··· PROVIDED MATERIAL

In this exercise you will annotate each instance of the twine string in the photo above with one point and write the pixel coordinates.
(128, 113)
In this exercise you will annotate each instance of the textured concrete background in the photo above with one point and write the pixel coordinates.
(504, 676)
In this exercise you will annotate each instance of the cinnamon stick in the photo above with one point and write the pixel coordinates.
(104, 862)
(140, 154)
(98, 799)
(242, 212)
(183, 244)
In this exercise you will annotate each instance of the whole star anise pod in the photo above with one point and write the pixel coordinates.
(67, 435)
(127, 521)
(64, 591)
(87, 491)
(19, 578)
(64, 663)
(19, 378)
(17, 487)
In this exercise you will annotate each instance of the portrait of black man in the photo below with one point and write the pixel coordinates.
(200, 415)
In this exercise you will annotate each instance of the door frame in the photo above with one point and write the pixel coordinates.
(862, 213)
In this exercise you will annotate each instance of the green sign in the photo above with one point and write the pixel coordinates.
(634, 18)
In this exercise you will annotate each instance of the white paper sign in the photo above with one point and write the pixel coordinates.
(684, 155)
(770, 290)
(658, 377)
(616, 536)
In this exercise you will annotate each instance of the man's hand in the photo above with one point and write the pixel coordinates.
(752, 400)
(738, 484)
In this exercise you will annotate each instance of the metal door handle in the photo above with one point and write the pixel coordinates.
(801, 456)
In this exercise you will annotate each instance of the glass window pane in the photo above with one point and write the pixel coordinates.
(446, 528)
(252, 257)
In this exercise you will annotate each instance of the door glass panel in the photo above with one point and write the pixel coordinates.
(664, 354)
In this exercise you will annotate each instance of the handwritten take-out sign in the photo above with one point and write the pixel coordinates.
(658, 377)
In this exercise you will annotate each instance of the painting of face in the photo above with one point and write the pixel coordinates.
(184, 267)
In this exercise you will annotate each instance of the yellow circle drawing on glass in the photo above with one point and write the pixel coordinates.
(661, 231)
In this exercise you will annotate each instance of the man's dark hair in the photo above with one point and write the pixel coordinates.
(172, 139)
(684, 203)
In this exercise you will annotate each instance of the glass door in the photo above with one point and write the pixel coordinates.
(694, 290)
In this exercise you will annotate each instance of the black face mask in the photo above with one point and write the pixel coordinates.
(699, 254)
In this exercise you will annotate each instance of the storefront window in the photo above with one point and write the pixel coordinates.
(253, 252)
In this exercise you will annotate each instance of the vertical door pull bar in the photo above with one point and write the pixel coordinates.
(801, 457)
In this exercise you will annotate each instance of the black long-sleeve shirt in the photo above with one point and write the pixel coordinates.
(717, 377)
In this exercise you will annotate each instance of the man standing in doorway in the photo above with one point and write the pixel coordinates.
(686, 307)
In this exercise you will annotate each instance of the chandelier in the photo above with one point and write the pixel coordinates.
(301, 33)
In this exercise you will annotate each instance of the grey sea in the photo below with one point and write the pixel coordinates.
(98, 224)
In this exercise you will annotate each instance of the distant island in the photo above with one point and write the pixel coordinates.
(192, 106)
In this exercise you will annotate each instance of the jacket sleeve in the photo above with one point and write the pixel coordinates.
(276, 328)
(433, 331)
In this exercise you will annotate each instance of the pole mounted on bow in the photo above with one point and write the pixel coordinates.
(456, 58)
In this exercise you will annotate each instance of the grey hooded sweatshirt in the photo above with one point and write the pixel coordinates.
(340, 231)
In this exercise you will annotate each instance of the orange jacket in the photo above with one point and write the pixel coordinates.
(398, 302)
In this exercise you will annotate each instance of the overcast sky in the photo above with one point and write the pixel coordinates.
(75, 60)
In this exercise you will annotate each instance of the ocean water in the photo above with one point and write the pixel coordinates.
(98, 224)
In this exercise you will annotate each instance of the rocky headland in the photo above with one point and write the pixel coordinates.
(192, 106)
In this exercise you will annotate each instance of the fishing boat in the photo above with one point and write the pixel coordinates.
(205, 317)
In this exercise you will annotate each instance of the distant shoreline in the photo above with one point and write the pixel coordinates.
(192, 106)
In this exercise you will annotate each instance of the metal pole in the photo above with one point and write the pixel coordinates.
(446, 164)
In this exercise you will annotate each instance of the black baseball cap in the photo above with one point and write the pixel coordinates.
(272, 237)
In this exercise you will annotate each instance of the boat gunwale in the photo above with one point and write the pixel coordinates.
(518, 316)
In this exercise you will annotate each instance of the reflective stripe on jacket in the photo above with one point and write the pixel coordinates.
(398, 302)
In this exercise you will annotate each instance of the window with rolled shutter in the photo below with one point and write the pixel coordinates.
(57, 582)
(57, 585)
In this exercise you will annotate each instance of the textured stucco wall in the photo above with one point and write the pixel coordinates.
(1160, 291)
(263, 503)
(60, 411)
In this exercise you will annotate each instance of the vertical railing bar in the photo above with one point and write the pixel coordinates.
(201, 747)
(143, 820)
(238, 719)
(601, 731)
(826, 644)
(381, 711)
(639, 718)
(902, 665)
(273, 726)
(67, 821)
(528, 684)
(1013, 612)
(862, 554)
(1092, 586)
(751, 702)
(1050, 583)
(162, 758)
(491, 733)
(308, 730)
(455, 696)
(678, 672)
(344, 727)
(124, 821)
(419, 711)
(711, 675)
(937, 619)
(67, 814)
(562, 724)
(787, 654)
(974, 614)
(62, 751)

······

Copy all of the data exactly.

In this exercise you will annotate each instance of the twine string in the photo above with one point and write the pixel coordinates.
(128, 113)
In this exercise you will annotate each instance of the textured concrete background in the photo above with one point and write the pixel coordinates.
(504, 676)
In this exercise you will annotate each instance of the cinnamon stick in the photo above with one point and write the pixel coordinates.
(104, 862)
(140, 154)
(98, 799)
(242, 212)
(183, 244)
In this exercise you will annotate each instance of the whole star anise pod in the photo above with one point and write the pixel coordinates.
(67, 435)
(127, 521)
(64, 591)
(87, 491)
(19, 578)
(64, 663)
(19, 378)
(17, 487)
In this exercise you will annotate each instance of the portrait of black man in the photo below with one point and write the pixel coordinates.
(200, 415)
In this exercise you will annotate each instance of the door frame in the photo above with one point and write the pixel coordinates.
(862, 213)
In this exercise you will annotate each instance of the green sign in the photo above with one point and write the pixel coordinates.
(634, 18)
In this exercise you will annotate each instance of the white paper sign in the photo above with one point and write the pixel coordinates.
(684, 155)
(770, 290)
(658, 377)
(616, 536)
In this exercise you will annotate each instance of the man's hand in the photo above with one point and write the pixel coordinates.
(752, 400)
(738, 484)
In this exercise you will annotate each instance of the metal door handle in the photo above with one point and write the pixel coordinates.
(801, 456)
In this exercise you will annotate each instance of the glass window pane in the photo above with one point and write the pixel coordinates.
(446, 528)
(252, 257)
In this exercise you will annotate each instance of the door glass panel in the photo above with one point and write the pixel coordinates.
(664, 354)
In this exercise you will annotate each instance of the handwritten take-out sign in the photo above with one point and write the pixel coordinates.
(658, 377)
In this exercise you will annotate each instance of the painting of face in the photo above with one point and write the pixel coordinates.
(184, 267)
In this exercise you will annotate each instance of the yellow circle drawing on glass in the photo above with one point and write the pixel coordinates.
(661, 231)
In this exercise you will annotate each instance of the man's dark hair in the photo above with one point and write the pixel coordinates.
(172, 139)
(684, 203)
In this exercise you will annotate each instance of the glass door in the photo above with one point and write the pixel coordinates.
(694, 290)
In this exercise you will annotate each instance of the black face mask in the photo above with one point and write the pixel coordinates.
(699, 254)
In this exercise you will annotate each instance of the storefront window in the photo above with one point and write the pixel coordinates.
(253, 252)
In this exercise you will annotate each instance of the vertical door pull bar in the photo above with one point and write the pixel coordinates.
(801, 457)
In this exercise you will annotate each instance of the black long-sleeve shirt in the photo above with one point and write the pixel coordinates.
(717, 377)
In this exercise you will annotate each instance of the man standing in doorway in the photo above with one point and write the pixel coordinates.
(686, 307)
In this exercise you will annotate each instance of the chandelier in the photo above with one point and write the pixel coordinates.
(301, 33)
In this exercise you will annotate each instance of the grey sea in the photo below with one point and write the pixel coordinates.
(98, 224)
In this exercise you will annotate each instance of the distant island in the photo above with one point and write the pixel coordinates.
(192, 106)
In this exercise you will annotate each instance of the jacket sleeve in the photo above with one point and write the pixel coordinates.
(276, 328)
(433, 331)
In this exercise you will annotate each instance of the pole mounted on bow in the photo above with one point and write the pixel coordinates.
(456, 58)
In this exercise you will annotate each instance of the grey hooded sweatshirt in the photo above with one point and write the pixel coordinates.
(340, 231)
In this exercise you will annotate each instance of the orange jacket in the photo above with one point and write the pixel coordinates.
(398, 302)
In this exercise you will annotate each instance of the overcast sky in the photo above with one point and write the pixel coordinates.
(75, 60)
In this exercise you will annotate each instance of the ocean water in the photo above with one point and write the pixel coordinates.
(98, 224)
In this exercise you will annotate each instance of the rocky headland in the photo above with one point and write the pixel coordinates.
(192, 106)
In this exercise you will annotate each instance of the fishing boat in the photo above with one point and write the pixel coordinates.
(205, 317)
In this exercise you will annotate each instance of the distant shoreline in the photo above with one point and write the pixel coordinates.
(192, 106)
In this exercise you will annotate each instance of the metal pole in the photo above with one point and write the pixel coordinates.
(446, 164)
In this exercise you will annotate each instance of the black baseball cap in the photo above with one point and write the pixel coordinates.
(272, 237)
In this exercise you will annotate each instance of the boat gunwale in the photo above with one point and write the pixel coordinates.
(518, 316)
In this exercise you will annotate each instance of the reflective stripe on jacket in the photo above with one point and write the pixel coordinates.
(398, 302)
In this exercise you will annotate each instance of the window with rolled shutter in the photo below with one point and write the pixel coordinates.
(57, 582)
(57, 585)
In this exercise you will annotate each instance of the textured stucco wall in the photo above with one point and write the pixel coordinates.
(1160, 291)
(263, 503)
(60, 411)
In this exercise you will annotate each instance of the vertical railing bar in the photo above with one point and write the pixel coordinates.
(201, 747)
(143, 820)
(238, 719)
(601, 731)
(826, 644)
(381, 711)
(639, 718)
(902, 665)
(273, 726)
(67, 821)
(528, 684)
(1013, 612)
(862, 554)
(1092, 586)
(751, 702)
(1050, 583)
(162, 758)
(491, 733)
(308, 730)
(455, 696)
(678, 672)
(344, 727)
(124, 821)
(419, 711)
(711, 675)
(937, 619)
(67, 814)
(562, 724)
(787, 654)
(974, 614)
(62, 751)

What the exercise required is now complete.